__Petunjuk 1__
Jawab pertanyaan berikut berdasarkan kutipan teks tentang cara berbisnis orang Tionghoa.
(a) Di sekolah mana penulis menghabiskan masa TK-SD bersama teman-teman Tionghoa?
(b) Pada tahun berapa penulis membuat feature perbandingan pedagang pribumi dan pedagang Tionghoa, dan di media apa tulisan itu dimuat?
(c) Apa judul buku yang ditulis Ann Wan Seng?
__Petunjuk 2__
Kutip bagian kutipan teks tentang cara berbisnis orang Tionghoa antara "Beberapa tahun lalu, saya" dan "sempat bertukar pikiran.", termasuk kedua bagian itu, tanpa mengubah apa pun.

Apa yang Anda pikirkan tentang cara berbisnis orang Tionghoa? Sungguh menarik untuk ditiru jika Anda berada di jalur bisnis. Bahkan, saya sendiri terpengaruh banyak soal cara bisnis etnis ini karena dari TK-SD saya habiskan dalam kelas-kelas bersama teman-teman yang Tionghoa di SD F. Tandean, Tebingtinggi Deli. Hampir semua teman saya itu, bapak atau orangtuanya adalah pemilik bisnis.
Pengalaman itu membawa saya pada sebuah studi perbandingan kecil-kecilan sehingga pada 1997, saya sempat membuat feature tentang perbandingan ‘pedagang pribumi’ dan ‘pedagang Tionghoa’. Tulisan tersebut dimuat di Tabloid “Peluang”. Lalu, pada buku saya yang terakhir Kids on Business, soal belajar bisnis dari etnis Tionghoa ini saya munculkan kembali.
Beberapa tahun lalu, saya pun sempat berkenalan di Kuala Lumpur dengan seorang Tionghoa Muslim warganegara Malaysia, Ann Wan Seng, yang sempat menulis buku Rahasia Bisnis Orang Cina (diterjemahkan dalam versi Indonesia oleh Penerbit Hikmah). Bersama beliau saya sempat bertukar pikiran.
Lalu, terakhir saya diberi kesempatan Pak Jo (Johanes Ariffin Wijaya) untuk memberi testimoni bukunya yang berjudul Rahasia Kaya dan Sukses Pebisnis Tionghoa. Rasanya seperti memutar kembali film masa SD dan juga beberapa kali berinteraksi dengan Pebisnis Tionghoa. Dan baru kemarin saya menemukan kejadian yang pas untuk menulis note ini.

__Bahan yang Disediakan__

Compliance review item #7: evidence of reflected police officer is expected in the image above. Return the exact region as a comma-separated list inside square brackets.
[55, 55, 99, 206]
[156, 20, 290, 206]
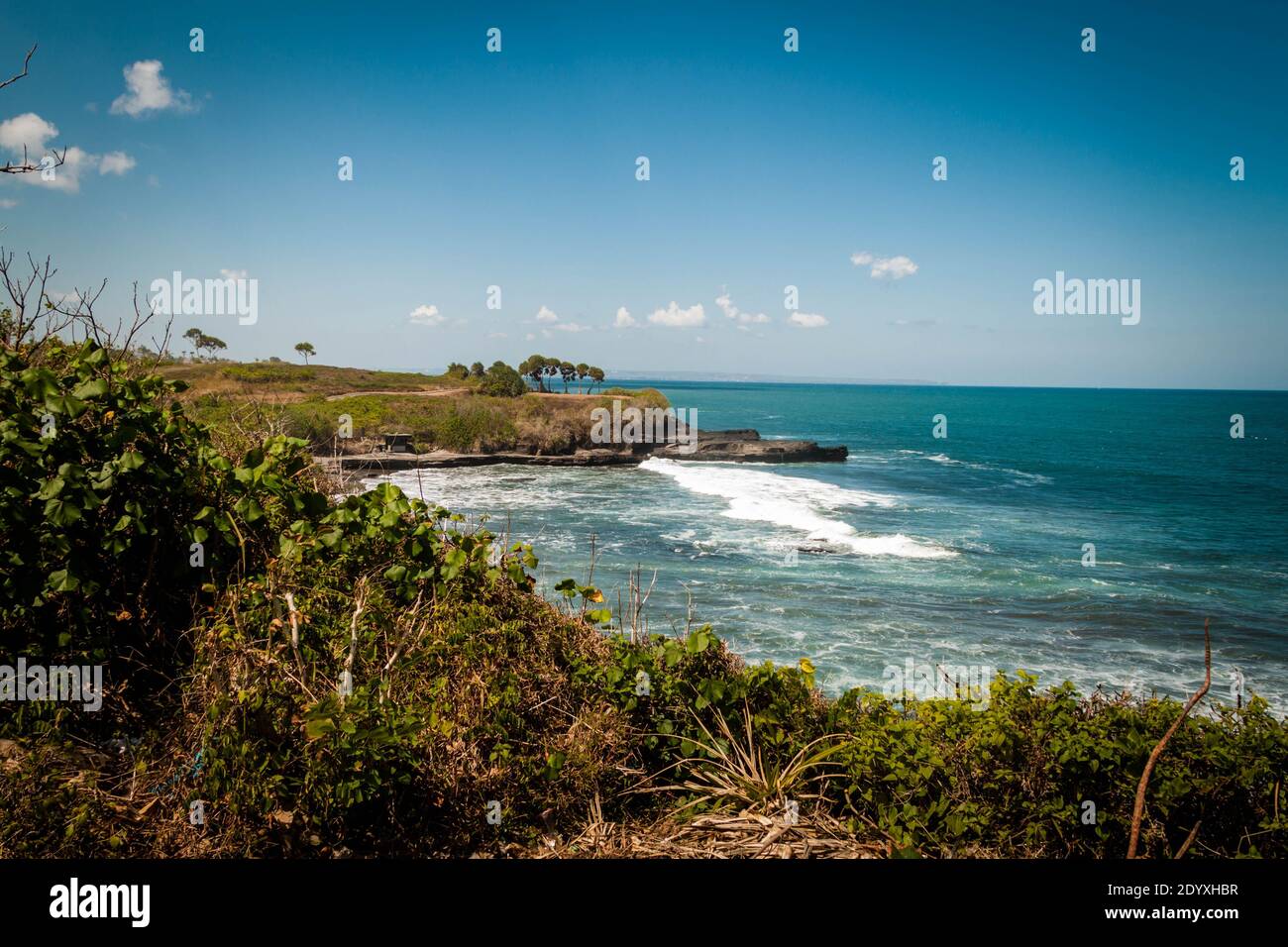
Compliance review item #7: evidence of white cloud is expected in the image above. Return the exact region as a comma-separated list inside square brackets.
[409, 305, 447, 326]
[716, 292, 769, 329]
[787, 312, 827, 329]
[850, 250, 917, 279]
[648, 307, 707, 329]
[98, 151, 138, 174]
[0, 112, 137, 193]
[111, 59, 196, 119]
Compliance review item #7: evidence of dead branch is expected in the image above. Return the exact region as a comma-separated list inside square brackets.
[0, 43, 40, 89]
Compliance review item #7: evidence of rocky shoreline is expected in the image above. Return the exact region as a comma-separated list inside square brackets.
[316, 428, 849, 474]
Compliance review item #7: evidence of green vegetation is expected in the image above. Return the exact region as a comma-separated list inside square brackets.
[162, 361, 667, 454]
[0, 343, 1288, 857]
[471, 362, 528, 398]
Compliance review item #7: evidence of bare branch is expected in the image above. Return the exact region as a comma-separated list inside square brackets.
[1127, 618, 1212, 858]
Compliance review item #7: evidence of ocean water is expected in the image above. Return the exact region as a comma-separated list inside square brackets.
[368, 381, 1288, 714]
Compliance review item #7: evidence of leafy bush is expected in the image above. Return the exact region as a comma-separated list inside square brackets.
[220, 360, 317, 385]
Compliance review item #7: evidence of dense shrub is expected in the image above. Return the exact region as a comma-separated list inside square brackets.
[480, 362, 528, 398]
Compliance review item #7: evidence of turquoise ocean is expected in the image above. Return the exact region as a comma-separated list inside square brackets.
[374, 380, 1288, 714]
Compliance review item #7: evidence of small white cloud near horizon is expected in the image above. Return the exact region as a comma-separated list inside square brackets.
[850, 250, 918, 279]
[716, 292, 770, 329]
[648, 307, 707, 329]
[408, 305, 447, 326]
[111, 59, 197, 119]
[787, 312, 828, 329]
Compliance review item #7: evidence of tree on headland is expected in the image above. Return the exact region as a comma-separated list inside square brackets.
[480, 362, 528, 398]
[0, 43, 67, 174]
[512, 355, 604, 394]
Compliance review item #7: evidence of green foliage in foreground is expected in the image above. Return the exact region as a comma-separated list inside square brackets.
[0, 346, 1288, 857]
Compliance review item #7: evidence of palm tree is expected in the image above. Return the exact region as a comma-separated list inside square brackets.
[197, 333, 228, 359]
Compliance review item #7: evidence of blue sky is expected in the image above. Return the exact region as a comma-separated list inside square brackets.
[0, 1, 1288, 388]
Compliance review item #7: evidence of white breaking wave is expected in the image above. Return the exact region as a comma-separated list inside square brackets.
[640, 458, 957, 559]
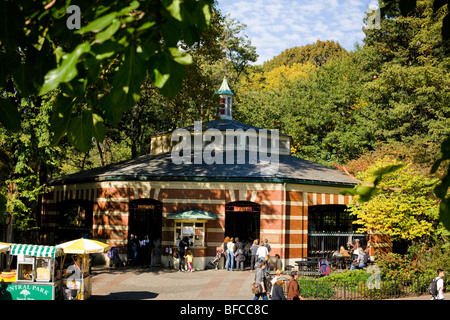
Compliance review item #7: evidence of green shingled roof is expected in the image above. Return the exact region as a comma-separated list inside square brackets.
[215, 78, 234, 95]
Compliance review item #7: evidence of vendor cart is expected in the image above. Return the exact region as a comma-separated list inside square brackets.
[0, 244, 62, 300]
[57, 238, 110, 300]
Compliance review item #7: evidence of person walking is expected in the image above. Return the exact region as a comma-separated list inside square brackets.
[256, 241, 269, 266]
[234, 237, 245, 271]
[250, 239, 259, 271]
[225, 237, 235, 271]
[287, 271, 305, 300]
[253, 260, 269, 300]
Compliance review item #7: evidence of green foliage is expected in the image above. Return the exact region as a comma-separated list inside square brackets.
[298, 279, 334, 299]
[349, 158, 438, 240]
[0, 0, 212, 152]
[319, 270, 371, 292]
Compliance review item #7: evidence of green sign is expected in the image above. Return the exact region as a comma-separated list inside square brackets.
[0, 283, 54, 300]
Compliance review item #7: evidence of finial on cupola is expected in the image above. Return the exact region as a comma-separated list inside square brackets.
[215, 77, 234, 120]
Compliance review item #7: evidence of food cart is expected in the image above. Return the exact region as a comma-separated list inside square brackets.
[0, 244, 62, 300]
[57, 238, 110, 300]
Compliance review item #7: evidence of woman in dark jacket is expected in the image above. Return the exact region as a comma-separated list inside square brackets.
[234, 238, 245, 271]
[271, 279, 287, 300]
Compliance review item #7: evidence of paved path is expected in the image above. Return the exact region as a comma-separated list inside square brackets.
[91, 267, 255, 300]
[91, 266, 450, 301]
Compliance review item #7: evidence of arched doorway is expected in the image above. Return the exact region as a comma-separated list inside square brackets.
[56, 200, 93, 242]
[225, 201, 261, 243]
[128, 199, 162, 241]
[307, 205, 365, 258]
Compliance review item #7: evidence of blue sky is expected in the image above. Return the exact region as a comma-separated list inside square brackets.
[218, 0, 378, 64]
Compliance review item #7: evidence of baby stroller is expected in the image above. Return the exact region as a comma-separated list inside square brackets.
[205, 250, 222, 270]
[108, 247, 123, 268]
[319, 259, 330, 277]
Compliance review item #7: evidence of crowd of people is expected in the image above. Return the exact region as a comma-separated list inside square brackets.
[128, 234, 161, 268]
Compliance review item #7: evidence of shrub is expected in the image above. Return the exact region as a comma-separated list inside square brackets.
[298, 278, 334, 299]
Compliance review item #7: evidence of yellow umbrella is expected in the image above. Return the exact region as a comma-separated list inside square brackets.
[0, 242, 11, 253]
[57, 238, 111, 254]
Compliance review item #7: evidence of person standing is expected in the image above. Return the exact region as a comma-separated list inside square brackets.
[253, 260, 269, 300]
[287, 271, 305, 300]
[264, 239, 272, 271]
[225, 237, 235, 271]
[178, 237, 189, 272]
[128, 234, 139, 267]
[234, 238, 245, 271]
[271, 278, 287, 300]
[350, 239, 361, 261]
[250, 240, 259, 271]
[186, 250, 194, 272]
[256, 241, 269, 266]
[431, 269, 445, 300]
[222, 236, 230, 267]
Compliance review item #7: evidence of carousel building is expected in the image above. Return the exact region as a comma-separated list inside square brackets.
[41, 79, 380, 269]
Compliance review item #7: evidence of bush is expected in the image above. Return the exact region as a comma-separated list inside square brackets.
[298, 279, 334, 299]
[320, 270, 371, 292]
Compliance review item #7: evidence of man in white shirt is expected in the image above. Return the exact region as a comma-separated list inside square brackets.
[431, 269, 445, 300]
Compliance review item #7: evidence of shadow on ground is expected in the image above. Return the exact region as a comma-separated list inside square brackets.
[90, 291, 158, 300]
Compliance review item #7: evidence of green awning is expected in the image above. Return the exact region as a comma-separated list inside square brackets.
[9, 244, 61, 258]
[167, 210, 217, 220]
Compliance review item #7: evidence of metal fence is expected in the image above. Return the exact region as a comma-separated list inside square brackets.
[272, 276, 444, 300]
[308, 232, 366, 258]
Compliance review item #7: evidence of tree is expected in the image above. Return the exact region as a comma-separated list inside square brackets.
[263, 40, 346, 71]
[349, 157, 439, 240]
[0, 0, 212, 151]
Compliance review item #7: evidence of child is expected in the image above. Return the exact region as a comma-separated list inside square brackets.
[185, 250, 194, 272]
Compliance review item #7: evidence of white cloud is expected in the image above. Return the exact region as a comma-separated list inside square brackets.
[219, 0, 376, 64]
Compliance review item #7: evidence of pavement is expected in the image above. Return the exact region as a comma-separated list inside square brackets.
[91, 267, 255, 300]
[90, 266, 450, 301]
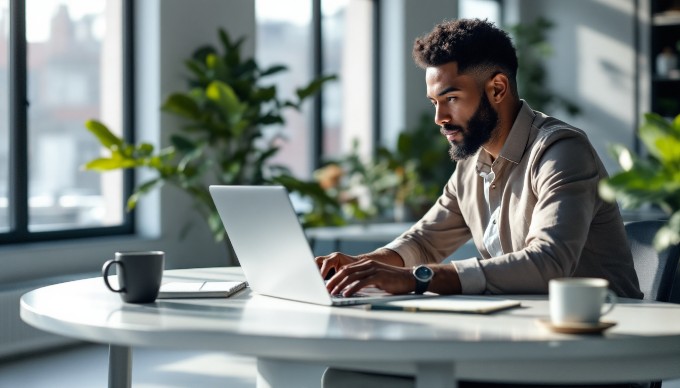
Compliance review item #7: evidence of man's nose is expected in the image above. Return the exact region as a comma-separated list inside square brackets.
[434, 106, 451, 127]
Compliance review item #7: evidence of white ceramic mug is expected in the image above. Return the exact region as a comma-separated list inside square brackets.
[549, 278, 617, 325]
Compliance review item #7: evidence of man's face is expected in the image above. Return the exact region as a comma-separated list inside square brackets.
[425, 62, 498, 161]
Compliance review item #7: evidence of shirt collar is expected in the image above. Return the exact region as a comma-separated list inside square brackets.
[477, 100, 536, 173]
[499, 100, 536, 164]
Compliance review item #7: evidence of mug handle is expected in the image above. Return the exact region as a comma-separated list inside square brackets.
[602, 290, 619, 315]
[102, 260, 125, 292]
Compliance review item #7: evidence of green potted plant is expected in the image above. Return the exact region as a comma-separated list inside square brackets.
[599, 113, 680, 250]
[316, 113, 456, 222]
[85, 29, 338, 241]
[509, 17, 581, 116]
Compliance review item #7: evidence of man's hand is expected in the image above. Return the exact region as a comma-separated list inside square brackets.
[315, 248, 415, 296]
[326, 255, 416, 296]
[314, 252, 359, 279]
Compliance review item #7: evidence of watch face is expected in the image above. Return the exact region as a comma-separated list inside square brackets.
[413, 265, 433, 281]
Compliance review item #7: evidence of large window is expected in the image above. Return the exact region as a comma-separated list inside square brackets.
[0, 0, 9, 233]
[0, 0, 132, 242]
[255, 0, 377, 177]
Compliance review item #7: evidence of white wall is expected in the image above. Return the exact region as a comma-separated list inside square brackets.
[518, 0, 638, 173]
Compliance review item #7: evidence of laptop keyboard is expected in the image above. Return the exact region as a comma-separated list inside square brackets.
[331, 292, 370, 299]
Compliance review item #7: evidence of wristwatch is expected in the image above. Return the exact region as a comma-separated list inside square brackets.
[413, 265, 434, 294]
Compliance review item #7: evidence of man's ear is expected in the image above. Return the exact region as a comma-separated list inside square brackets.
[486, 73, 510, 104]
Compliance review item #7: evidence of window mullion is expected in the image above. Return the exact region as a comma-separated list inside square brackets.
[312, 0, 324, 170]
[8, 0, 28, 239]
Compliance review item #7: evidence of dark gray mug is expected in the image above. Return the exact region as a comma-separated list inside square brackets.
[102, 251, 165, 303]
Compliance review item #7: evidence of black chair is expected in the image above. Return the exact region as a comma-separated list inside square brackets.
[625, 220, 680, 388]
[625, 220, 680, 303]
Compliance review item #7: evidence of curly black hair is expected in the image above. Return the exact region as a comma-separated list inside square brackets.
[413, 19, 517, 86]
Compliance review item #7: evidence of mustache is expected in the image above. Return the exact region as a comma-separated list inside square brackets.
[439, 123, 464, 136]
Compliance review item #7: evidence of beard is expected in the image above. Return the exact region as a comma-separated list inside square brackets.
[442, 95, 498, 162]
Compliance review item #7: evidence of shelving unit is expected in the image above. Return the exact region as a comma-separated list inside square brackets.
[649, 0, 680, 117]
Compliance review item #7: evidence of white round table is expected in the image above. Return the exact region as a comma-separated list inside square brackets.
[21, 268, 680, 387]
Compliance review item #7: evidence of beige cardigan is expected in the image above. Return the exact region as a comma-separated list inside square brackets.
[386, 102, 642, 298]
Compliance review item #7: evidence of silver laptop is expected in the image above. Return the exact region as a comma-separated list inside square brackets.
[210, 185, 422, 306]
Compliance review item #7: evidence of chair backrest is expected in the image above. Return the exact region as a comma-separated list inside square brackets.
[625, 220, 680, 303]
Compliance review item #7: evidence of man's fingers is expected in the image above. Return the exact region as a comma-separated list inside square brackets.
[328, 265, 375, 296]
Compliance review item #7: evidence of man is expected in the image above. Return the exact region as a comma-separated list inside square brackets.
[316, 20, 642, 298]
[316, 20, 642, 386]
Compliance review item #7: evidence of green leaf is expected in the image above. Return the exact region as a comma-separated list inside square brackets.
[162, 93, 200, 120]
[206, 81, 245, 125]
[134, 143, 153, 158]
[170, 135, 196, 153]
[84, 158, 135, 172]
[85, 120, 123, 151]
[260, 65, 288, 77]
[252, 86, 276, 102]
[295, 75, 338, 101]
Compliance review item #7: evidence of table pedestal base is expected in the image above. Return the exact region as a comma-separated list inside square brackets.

__Jawaban Tertulis 1__
(a) SD F. Tandean, Tebingtinggi Deli.
(b) Tahun 1997, dimuat di Tabloid "Peluang".
(c) Rahasia Bisnis Orang Cina.

__Jawaban Tertulis 2__
Beberapa tahun lalu, saya pun sempat berkenalan di Kuala Lumpur dengan seorang Tionghoa Muslim warganegara Malaysia, Ann Wan Seng, yang sempat menulis buku Rahasia Bisnis Orang Cina (diterjemahkan dalam versi Indonesia oleh Penerbit Hikmah). Bersama beliau saya sempat bertukar pikiran.